━━━━━ Texte fourni ━━━━━
Quand une commission d’enquête citoyenne rend justice à Rémi Fraisse
Palliant la défection grossière de L’État, une Commission d’enquête citoyenne Sivens (CECS), créée à l’initiative de la Ligue des droits de l’homme (LDH), a remis le 23 octobre son rapport sur la mort de Rémi Fraisse.
Tandis que la justice officielle confiait l’enquête officielle à la Gendarmerie, directement mis en cause dans la tragédie et qui ne cesse de multiplier les obstructions en attendant le rituel non-lieu ponctuant habituellement ce genre d’affaires, les membres de la CECS interrogeaient trente-quatre témoins, recoupaient nombre d’articles de presse et de vidéos, et parvenaient à rendre leurs conclusions un an après la mort du jeune homme.
Des conclusions accablantes
Ces conclusions sont tout bonnement accablantes pour tous les services de l’Administration impliqués dans la tragédie de Sivens. Qu’on en juge :
-* Un projet de barrage lancé aux forceps et qui ne pouvait qu’aboutir à un choc frontal : « procédures bâclées, conflits d’intérêts, démission de l’État et des responsables politiques, recours judiciaires si longs qu’ils en deviennent sans efficacité ».
-* Une surévaluation grossière du nombre de casseurs et des dommages causés aux forces de l’ordre : « Force est de constater que, hors les déclarations des gendarmes et de responsables des autorités locales ou nationales, bien peu de choses attestent de la réalité des blessures infligées aux forces de l’ordre à Sivens. »
-* Une répression hors de propos : « Insultes, humiliations, destruction de biens personnels, complicité avec les milices locales (…) la survenance d’un drame et la mort d’un homme étaient dans la logique du dispositif mis en place. »
-* Les conditions du décès travesties par les autorités : « Très rapidement, les autorités s’efforcent de jeter le doute sur les conditions du décès, tant en imputant aux opposants l’essentiel de la violence qu’en diffusant de fausses informations. »
━━━━━ Données extraites ━━━━━
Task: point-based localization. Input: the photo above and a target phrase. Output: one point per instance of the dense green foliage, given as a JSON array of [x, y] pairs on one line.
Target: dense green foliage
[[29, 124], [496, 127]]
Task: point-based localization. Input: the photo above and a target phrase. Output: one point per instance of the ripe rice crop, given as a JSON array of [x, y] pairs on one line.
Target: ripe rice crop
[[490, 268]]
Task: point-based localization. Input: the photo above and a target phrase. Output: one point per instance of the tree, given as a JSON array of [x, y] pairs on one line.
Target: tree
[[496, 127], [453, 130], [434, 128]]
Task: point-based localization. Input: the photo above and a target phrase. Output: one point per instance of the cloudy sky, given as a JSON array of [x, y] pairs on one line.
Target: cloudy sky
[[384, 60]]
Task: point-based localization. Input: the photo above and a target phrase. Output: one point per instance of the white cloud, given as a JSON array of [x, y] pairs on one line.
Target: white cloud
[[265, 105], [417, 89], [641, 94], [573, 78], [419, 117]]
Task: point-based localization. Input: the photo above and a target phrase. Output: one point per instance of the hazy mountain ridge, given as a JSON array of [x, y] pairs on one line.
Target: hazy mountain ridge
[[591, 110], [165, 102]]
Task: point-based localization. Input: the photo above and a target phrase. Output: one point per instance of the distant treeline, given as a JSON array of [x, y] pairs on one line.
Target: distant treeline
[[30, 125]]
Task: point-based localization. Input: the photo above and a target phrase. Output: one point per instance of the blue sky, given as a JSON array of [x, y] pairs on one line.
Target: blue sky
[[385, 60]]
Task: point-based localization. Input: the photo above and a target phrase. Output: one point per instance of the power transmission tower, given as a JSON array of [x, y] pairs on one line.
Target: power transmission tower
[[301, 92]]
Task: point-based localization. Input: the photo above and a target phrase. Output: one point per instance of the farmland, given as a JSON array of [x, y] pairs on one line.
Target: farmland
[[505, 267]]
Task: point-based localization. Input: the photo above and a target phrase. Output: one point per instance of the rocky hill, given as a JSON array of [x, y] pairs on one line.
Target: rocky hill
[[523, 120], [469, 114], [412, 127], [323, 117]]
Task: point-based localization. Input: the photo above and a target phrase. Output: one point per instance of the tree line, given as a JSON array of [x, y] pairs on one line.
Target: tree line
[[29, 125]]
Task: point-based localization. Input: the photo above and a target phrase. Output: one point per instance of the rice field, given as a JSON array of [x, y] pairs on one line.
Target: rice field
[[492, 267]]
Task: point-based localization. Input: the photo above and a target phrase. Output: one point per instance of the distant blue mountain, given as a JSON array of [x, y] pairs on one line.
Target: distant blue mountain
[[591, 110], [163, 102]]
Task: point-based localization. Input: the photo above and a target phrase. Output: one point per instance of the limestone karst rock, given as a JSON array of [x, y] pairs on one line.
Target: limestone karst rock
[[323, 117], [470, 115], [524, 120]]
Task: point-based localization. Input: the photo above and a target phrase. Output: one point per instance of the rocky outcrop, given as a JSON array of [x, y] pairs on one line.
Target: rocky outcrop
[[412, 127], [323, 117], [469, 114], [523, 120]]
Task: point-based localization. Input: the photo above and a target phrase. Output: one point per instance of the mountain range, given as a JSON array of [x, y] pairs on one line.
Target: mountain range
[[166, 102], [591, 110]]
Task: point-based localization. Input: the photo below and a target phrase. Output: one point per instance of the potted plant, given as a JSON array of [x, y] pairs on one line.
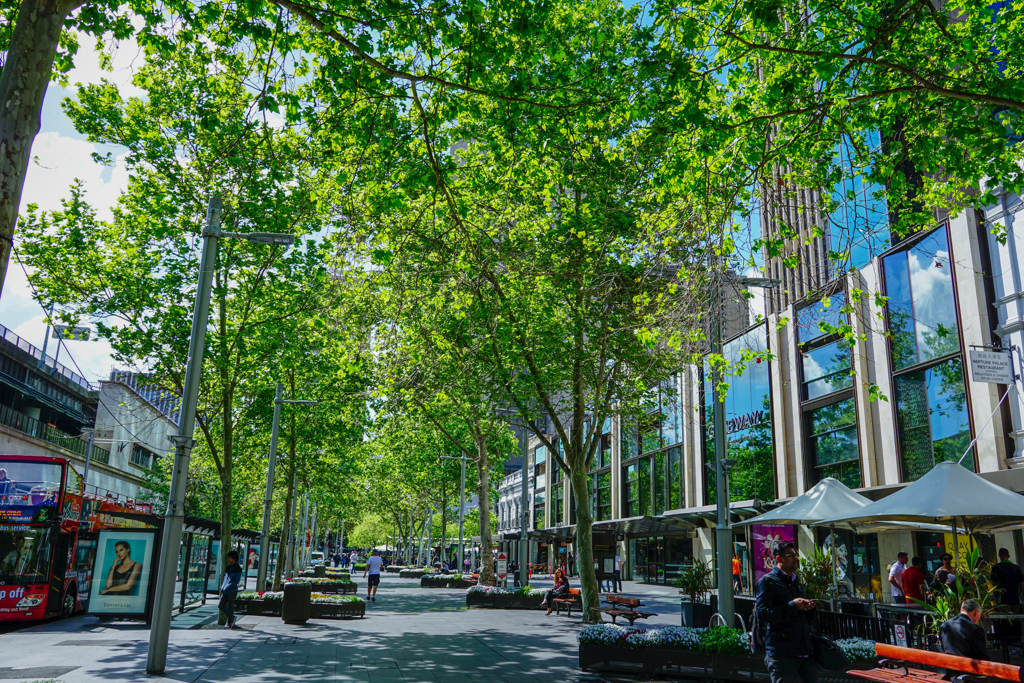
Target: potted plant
[[694, 584]]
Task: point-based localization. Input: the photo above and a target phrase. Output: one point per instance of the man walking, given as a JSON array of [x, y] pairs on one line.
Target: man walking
[[962, 635], [1010, 580], [374, 569], [896, 578], [786, 614], [229, 588]]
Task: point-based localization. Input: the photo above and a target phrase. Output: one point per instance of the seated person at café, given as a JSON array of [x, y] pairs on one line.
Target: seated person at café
[[962, 635]]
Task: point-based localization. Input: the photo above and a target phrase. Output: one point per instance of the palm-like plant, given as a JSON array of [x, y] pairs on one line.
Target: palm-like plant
[[972, 582]]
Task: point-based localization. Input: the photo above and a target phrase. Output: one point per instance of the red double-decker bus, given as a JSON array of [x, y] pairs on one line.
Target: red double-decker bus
[[46, 556]]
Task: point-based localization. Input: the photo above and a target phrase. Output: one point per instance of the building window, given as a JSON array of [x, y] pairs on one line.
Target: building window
[[141, 457], [834, 442], [632, 486], [539, 510], [922, 315], [748, 423], [931, 396], [828, 408], [558, 505], [603, 496]]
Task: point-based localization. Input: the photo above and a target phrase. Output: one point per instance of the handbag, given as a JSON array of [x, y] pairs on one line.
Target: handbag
[[828, 655]]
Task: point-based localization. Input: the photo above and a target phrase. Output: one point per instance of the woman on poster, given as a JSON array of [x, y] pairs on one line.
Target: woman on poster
[[124, 571]]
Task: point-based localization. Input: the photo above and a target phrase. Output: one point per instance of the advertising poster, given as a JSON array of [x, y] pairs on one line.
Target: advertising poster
[[766, 537], [122, 573]]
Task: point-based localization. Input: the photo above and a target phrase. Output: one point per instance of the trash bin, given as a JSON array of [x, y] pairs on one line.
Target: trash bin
[[295, 606]]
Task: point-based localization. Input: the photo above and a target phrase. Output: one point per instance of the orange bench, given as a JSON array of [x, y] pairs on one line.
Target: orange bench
[[895, 659]]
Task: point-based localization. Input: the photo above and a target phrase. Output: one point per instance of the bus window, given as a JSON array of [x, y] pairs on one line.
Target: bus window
[[25, 557], [27, 484]]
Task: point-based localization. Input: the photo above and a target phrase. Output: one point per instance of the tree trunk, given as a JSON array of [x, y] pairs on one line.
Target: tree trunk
[[585, 549], [483, 503], [23, 86]]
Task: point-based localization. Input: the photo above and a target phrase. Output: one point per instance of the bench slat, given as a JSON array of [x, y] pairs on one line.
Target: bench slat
[[994, 669]]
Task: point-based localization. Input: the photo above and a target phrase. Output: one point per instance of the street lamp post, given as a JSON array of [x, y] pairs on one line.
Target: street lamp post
[[264, 538], [174, 517], [462, 505], [723, 529]]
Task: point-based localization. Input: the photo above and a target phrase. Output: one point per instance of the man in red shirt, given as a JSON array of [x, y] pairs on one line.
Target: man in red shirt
[[913, 581]]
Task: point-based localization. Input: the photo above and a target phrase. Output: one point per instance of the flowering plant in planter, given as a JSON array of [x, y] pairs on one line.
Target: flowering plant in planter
[[323, 598], [858, 649], [719, 640], [260, 595]]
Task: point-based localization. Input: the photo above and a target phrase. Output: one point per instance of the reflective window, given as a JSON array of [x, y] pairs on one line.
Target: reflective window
[[922, 314], [931, 406], [632, 486], [826, 369], [748, 424], [834, 442], [675, 479], [644, 486], [604, 496]]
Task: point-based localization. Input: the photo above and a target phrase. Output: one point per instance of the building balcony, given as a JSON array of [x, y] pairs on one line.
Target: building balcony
[[25, 424]]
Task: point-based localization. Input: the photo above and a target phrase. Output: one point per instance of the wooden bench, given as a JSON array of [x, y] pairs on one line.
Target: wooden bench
[[574, 600], [625, 607], [895, 667]]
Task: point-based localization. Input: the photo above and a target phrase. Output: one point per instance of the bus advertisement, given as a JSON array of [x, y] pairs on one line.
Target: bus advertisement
[[46, 555]]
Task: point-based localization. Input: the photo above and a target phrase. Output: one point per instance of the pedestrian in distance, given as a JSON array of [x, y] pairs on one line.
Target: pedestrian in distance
[[229, 588], [374, 570], [896, 578], [782, 609]]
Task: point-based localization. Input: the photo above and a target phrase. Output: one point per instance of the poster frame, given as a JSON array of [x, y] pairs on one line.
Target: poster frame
[[100, 558]]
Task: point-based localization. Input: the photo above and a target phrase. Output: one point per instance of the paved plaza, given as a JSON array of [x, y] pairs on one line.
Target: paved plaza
[[410, 634]]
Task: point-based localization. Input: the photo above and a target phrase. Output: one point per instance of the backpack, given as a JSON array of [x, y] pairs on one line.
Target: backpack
[[757, 635]]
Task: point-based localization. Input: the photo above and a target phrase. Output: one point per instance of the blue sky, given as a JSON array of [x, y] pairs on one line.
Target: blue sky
[[64, 155]]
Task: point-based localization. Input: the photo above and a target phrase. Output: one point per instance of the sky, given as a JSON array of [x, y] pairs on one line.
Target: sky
[[61, 155]]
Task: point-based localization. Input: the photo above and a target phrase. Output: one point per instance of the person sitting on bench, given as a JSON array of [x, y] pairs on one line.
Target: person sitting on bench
[[963, 636], [561, 590]]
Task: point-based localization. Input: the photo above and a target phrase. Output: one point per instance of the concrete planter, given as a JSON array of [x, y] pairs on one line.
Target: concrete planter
[[502, 601], [343, 610], [428, 581], [258, 607], [689, 663]]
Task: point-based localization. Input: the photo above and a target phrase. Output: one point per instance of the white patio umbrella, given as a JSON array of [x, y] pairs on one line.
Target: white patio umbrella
[[828, 498], [947, 495]]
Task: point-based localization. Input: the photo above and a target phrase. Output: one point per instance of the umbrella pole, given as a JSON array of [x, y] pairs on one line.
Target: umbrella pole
[[835, 600]]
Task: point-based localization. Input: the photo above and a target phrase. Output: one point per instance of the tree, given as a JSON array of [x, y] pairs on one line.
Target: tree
[[199, 131], [916, 98]]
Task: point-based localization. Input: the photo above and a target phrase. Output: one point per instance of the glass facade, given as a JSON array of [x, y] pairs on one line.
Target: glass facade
[[931, 396], [748, 423], [829, 412]]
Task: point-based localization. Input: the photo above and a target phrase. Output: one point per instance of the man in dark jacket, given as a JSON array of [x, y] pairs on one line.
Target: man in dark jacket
[[781, 607], [963, 636]]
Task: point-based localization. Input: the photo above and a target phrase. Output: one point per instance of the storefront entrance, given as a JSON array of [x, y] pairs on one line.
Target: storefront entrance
[[659, 559]]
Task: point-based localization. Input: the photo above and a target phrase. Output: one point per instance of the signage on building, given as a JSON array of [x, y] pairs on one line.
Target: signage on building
[[992, 367], [742, 422], [70, 333]]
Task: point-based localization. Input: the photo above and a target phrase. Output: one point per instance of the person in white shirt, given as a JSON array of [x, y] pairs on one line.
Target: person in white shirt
[[896, 578], [374, 569]]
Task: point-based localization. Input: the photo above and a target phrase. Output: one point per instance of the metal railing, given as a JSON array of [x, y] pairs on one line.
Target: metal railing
[[23, 423], [37, 353]]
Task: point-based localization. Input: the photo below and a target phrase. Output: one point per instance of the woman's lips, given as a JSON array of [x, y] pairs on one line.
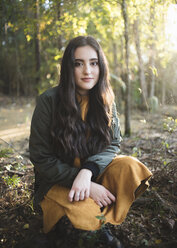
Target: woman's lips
[[87, 79]]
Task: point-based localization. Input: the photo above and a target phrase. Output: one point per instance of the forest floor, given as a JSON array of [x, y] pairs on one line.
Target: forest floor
[[152, 219]]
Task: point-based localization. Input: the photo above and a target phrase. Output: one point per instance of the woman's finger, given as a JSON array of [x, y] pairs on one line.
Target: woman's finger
[[99, 204], [87, 193], [111, 196], [104, 203], [71, 195], [82, 195], [76, 195], [107, 199]]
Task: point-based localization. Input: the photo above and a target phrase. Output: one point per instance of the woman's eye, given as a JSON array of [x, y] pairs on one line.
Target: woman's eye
[[95, 63], [77, 64]]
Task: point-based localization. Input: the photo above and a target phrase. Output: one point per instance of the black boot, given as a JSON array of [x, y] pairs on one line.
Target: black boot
[[107, 238]]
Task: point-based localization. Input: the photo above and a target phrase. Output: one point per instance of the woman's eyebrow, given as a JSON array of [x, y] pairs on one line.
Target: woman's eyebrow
[[89, 59]]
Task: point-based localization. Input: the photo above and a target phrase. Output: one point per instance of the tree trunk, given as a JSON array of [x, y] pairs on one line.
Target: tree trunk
[[58, 5], [141, 65], [152, 53], [37, 45], [127, 93]]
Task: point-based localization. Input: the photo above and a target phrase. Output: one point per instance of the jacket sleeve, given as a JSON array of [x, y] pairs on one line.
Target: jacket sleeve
[[51, 169], [105, 157]]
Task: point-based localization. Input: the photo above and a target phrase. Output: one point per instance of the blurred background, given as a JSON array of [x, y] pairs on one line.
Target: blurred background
[[139, 39]]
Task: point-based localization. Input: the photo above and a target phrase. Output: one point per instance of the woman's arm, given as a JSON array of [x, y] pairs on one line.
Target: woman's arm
[[104, 158], [51, 169]]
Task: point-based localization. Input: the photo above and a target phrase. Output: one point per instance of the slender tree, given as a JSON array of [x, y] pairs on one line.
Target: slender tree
[[140, 63], [37, 44], [127, 93]]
━━━━━
_Objectif poursuivi:_ Rédigez la suite du texte sur le rapport de la commission d’enquête citoyenne consacré à la mort de Rémi Fraisse, en reprenant juste après sa dernière phrase.

_Réponse attendue:_
Lire le rapport du CECS{: class= »spip-document text-center »}
Des ruptures citoyennes indispensables
Inutile de préciser qu’on ne trouvera dans ce rapport nulle trace de participation des autorités tant nationale que locale à cette enquête citoyenne. Ni le président du Conseil régional du Tarn, ni le préfet, ni les autorités politiques ou policières n’ont daigné répondre aux sollicitations de la CECS. Inutile non plus d’attendre d’en découvrir les conclusions dans des médias exclusivement consacrés à la propagande mainstream.
Et c’est bien ce qui rend particulièrement indispensable, non seulement des initiatives comme celle de la LDH, mais encore plus leur multiplication, seule à même d’en renforcer l’impact via les médias indépendants et les réseaux sociaux.
À défaut d’être en capacité de s’emparer des rênes de l’État ou de pouvoir influer sur son fonctionnement, il est vain, en cette période chaotique de transition, de s’en remettre au choix électif de majorités désemparées, au jeu pipé d’une démocratie cadenassée, bafouée par des autorités sans foi ni loi, pour espérer une justice vraiment indépendante et impartiale.
Seules des minorités citoyennes agissantes sont désormais en mesure de susciter et de multiplier des initiatives de rupture résolue pour poser les fondations d’un monde d’après un tant soit peu convivial .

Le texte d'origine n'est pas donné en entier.